>> Start Exercise inputs

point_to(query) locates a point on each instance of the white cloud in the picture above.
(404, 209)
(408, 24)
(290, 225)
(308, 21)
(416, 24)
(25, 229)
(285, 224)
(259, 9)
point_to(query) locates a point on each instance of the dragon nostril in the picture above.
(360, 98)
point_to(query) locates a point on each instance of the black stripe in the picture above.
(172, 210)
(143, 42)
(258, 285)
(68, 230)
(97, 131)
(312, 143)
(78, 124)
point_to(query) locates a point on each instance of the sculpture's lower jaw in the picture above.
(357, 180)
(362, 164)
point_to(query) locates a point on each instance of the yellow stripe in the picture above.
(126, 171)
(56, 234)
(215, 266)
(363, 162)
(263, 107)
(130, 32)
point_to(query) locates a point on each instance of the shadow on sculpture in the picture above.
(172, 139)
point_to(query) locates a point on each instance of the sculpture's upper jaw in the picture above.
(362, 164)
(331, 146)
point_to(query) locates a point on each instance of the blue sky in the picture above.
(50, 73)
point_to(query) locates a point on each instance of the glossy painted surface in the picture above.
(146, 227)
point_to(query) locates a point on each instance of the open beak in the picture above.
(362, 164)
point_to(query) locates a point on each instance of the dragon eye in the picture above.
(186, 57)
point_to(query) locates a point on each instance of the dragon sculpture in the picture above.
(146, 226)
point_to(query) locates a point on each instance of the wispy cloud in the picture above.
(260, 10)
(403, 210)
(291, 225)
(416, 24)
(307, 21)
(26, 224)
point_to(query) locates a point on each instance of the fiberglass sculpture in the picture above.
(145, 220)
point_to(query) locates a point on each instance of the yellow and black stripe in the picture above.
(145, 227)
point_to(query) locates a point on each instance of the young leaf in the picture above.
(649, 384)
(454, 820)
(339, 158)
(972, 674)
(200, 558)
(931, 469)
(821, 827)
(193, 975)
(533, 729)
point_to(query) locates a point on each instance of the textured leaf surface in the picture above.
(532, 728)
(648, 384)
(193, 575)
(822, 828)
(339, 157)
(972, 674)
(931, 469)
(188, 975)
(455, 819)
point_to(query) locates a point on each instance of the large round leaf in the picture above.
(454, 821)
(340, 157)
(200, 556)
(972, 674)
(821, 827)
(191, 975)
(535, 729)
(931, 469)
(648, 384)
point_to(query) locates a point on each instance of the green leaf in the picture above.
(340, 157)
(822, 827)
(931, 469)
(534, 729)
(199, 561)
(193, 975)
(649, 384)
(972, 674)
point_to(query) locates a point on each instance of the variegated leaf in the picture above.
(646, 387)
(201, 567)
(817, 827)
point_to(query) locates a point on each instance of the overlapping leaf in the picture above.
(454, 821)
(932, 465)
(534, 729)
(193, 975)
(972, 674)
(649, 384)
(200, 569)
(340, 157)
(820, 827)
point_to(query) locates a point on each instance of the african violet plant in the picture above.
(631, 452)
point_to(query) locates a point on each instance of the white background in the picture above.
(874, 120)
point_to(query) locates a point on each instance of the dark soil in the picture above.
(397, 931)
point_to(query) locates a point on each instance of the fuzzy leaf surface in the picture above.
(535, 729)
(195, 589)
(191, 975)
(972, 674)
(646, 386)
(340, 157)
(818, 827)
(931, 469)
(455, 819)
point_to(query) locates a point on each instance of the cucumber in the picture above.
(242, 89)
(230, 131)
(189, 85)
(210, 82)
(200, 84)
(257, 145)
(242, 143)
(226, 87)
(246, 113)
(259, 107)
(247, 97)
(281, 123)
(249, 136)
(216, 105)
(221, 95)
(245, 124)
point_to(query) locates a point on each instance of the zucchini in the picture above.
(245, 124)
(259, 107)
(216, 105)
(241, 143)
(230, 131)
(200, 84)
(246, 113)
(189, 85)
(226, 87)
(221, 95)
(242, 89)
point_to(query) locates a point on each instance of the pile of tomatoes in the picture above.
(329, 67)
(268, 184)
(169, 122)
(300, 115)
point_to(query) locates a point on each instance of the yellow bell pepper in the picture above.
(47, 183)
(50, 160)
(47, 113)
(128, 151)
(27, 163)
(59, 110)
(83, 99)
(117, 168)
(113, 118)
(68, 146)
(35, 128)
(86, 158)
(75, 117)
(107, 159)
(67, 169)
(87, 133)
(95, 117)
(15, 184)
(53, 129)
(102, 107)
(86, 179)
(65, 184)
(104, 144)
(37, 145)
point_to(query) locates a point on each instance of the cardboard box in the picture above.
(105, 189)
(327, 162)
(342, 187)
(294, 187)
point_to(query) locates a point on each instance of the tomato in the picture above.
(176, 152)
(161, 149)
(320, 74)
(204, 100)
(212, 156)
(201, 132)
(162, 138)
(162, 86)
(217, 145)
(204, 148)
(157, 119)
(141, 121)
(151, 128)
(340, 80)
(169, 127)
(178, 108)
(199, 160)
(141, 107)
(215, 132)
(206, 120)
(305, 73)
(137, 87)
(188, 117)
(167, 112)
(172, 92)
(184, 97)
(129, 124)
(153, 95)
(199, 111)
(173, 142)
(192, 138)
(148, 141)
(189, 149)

>> End Exercise inputs

Only the lines from the one containing "box in the picture above." through the end of the entries above belong in the answer; repeat them exactly.

● **The output**
point_to(query) locates a point on each instance of the cardboard box in the picture above.
(105, 189)
(327, 162)
(342, 187)
(294, 187)
point_to(query) locates a point on each instance of the tomato in the picture above.
(176, 152)
(161, 149)
(320, 74)
(204, 100)
(212, 156)
(201, 132)
(162, 138)
(162, 86)
(217, 145)
(204, 148)
(157, 119)
(141, 121)
(151, 128)
(340, 80)
(169, 127)
(178, 108)
(199, 160)
(141, 107)
(215, 132)
(206, 120)
(305, 73)
(137, 87)
(188, 117)
(167, 112)
(172, 92)
(184, 97)
(129, 124)
(153, 95)
(199, 111)
(173, 142)
(192, 138)
(148, 141)
(189, 149)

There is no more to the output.